WHAT THIS TASK INVOLVES:
Print, in exact form, the lines below from the one containing "For every <instance>, output" through the one containing "positive clicks: (807, 355)", and omit all others.

EXERCISE INPUTS:
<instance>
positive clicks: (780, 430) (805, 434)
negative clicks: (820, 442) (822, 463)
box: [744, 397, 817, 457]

---

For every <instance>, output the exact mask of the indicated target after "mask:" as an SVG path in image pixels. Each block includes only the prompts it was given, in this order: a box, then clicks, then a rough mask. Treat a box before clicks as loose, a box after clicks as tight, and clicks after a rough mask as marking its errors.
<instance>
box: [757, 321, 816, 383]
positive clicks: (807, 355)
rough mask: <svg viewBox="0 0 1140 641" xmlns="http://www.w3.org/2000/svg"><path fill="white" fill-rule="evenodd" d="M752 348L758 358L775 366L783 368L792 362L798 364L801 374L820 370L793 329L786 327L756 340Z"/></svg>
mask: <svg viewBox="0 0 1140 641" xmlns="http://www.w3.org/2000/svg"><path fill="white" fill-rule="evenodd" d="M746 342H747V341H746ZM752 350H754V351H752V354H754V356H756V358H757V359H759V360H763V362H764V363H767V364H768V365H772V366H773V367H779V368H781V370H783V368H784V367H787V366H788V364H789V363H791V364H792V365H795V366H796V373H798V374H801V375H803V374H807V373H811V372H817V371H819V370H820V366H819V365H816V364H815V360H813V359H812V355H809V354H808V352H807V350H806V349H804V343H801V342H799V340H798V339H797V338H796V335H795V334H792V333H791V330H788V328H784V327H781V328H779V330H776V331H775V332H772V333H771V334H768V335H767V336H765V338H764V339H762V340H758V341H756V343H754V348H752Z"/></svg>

* * *

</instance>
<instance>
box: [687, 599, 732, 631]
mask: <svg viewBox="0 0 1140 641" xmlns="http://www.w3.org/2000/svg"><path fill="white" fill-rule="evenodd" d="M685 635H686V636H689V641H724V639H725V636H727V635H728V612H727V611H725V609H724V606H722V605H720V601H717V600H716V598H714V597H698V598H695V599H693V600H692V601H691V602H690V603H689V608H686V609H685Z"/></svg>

EXERCISE SOLUTION:
For every <instance>, output the exact mask of the indicated target after "mask:" as an SVG path in image pixels. Each block includes only the prompts it was given, in this order: a box, then clicks, then a rough mask. Treat a box before clicks as loose, a box after clicks as tight, and clicks after a rough mask as marking its errors.
<instance>
box: [757, 321, 816, 383]
positive clicks: (807, 355)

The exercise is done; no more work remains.